## GIVEN PROBLEM 1
Decide whether each statement agrees with the excerpt on Republican support for Ukraine aid: (a) McConnell told the donors the U.S. spends about 0.02 percent of its gross domestic product on the war; (b) Cotton is described as 56 years old; (c) Collins said she voiced her frustration to Blinken only in private. Answer yes or no for each, quoting the deciding words of the excerpt.

-- begin QUOTED TEXT --

McConnell told the donors that the U.S. is only spending about 0.02 percent of our gross domestic product on the war.

“And for that, we are helping these brave Ukrainians defeat the army of one of our biggest adversaries,” he said before deadpanning: “I can’t think of anything not to like about that.”

The donors laughed before McConnell turned more serious. “I want us to stick with it, and I know that there are some voices who question that, but I really think this is really, really important,” he said.

More telling was how much more, and how much more powerfully, the 46-year-old Cotton spoke that evening. Yes, it was his event. It was clear in that moment, though, what started to emerge in the reporting after McConnell’s 20 seconds of silence last month: He’s starting to cede more to his colleagues.

Also notable was what Cotton said, namely why he thinks there’s such sustained Republican opposition to aiding Ukraine.

“If Joe Biden is doing it, it must be bad,” Cotton said of his party’s assumption. “And the second reason is that Joe Biden is doing it very poorly.”

What bothers Republicans, partisans like McConnell and Cotton as well as more conciliatory lawmakers as Collins, is that Biden has been consistently reluctant to give the Ukrainians the military support they ask for only to eventually bow to their requests.

Equally frustrating to the lawmakers is that Biden has not done more to rally popular support for American involvement in the war, to make a compelling public case for why the outcome matters to U.S. interests.

Collins said she had voiced her frustration to Secretary of State Antony Blinken, in public and in private.

“I don’t understand the hesitation because if you remind people that no American blood is being shed, there’s never been a request from the Ukrainians for boots on the ground, that the Ukrainians have shown extraordinary fortitude and bravery and the Russian invasion was unprovoked, brutal, unjustified, then, I’ve found with my constituents, that people start to come around,” she said. “But if they don’t hear that case and they see all this humanitarian and military aid going, they understandably think: ‘Well, what’s in it for us?’”

What puzzles me just as much is why Biden has not enlisted McConnell more to help him with Republicans on the war. Not only do the two have a nearly 40-year relationship, but Biden knows well how valuable Senate allies of the other party can be to American presidents. Look no further than the role Senate GOP Leader Everett Dirksen played in helping LBJ push through Civil Rights and Voting Rights in the 1960s or what Bob Dole, not only the Senate Republican Leader but an aspiring presidential candidate, did to help Bill Clinton defend Bosnia in the 1990s.

“Considering the long history that they have together, you’d think there would be more [outreach] and there really isn’t,” Thune said of Biden’s reluctance to call on McConnell.

It’s not that the Kentuckian, who’s disdained by Trump’s supporters, could serve as a public surrogate on the war or join Biden in a public fashion. But why not dispatch him to help devise what will have to be a creative plan to get additional Ukrainian aid through both chambers of Congress?

Biden needs McConnell, but the president needs Kevin McCarthy even more on Ukraine.

Which is another way of saying that the fate of McConnell’s last great campaign at this point is largely in the hands of a House lawmaker with little anchorage in national security, or any, policy.

What was striking to me in Europe, even at the highest levels of government there, was how little familiarity officials had with McCarthy and House Republicans — or how crucial they’re about to be to keeping Ukrainian aid flowing.

-- end QUOTED TEXT --
-- begin GIVEN RECORDS --

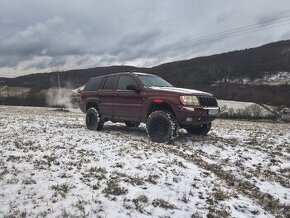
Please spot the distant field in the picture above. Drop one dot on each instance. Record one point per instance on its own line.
(51, 165)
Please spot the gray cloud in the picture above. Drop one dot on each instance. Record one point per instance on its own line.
(40, 36)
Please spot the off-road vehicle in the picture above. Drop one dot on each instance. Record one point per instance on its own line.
(133, 98)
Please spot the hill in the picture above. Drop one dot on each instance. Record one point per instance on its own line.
(260, 74)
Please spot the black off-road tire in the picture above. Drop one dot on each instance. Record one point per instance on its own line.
(132, 124)
(161, 126)
(93, 119)
(199, 130)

-- end GIVEN RECORDS --

## GIVEN PROBLEM 2
Rewrite the listing starting at the line containing "Please spot the black" and ending at the end of the listing, replacing "tire" with "wheel" and leaving everything else unchanged.

## FINAL ANSWER 1
(a) Yes: "only spending about 0.02 percent of our gross domestic product on the war"
(b) No: "the 46-year-old Cotton"
(c) No: "in public and in private"

## FINAL ANSWER 2
Please spot the black off-road wheel in the picture above. Drop one dot on each instance. Record one point per instance on its own line.
(132, 124)
(161, 126)
(93, 119)
(199, 130)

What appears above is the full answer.